Task directions:
The task requires restating, word for word, the lines of the entries below from the one containing "For every instance of the small" through the final one, both included.

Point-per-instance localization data
::::::::

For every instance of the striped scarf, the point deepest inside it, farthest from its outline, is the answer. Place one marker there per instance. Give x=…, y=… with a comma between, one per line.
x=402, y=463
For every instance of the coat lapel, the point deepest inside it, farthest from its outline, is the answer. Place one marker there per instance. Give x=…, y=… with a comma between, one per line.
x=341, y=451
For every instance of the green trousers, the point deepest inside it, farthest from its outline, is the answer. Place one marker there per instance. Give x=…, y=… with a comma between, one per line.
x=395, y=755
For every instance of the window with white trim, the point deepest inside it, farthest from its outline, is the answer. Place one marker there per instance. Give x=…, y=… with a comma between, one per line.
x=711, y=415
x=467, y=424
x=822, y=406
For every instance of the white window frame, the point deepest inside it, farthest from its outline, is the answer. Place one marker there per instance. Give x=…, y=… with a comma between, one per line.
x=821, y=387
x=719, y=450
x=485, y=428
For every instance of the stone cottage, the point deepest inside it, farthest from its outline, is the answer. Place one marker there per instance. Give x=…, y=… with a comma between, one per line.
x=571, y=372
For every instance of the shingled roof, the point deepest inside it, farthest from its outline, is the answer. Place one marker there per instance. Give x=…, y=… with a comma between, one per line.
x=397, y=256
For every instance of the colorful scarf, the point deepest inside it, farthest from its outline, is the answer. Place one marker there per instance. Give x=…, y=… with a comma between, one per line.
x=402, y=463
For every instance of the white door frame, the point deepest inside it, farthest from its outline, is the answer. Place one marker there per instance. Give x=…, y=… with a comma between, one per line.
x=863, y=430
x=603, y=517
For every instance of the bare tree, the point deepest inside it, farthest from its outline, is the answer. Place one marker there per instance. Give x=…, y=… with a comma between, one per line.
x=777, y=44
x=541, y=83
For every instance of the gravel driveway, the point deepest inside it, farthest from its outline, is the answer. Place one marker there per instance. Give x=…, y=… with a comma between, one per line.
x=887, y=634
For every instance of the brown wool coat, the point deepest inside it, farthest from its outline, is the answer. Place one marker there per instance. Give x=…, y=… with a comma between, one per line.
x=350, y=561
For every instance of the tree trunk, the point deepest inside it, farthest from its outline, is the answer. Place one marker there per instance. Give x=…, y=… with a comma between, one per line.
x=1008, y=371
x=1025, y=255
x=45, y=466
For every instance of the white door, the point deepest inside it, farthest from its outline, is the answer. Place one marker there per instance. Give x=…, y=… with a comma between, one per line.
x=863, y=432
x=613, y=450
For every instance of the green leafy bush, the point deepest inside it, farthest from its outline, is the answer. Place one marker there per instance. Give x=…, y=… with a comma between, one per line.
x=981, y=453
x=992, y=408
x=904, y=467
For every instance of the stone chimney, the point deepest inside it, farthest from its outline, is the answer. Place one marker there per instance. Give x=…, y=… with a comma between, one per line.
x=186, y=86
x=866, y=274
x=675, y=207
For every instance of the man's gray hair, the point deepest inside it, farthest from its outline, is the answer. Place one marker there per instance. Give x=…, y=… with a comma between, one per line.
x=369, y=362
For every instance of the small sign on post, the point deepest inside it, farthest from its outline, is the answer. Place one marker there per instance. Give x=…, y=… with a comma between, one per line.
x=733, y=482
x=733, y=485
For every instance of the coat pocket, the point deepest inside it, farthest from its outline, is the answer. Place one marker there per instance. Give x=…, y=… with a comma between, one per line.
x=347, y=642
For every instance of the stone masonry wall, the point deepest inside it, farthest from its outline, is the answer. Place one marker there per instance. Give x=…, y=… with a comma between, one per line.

::::::::

Solution:
For every instance of the small sign on post, the point deepest inside it, farthest from its outline, is the answer. Place one marker there per instance. Give x=…, y=… with a comma between, one per line.
x=733, y=482
x=733, y=485
For every instance of the coat pocket, the point deepest inside it, farthest from its outline, is the answer. Place one marker there per instance. Give x=…, y=… with a comma between, one per line.
x=347, y=642
For every instance of the stone masonry wall, the point deepest inside it, farthest from its outline, is the answer. Place one marker there per instance. Give x=…, y=… with a comma between, one per line.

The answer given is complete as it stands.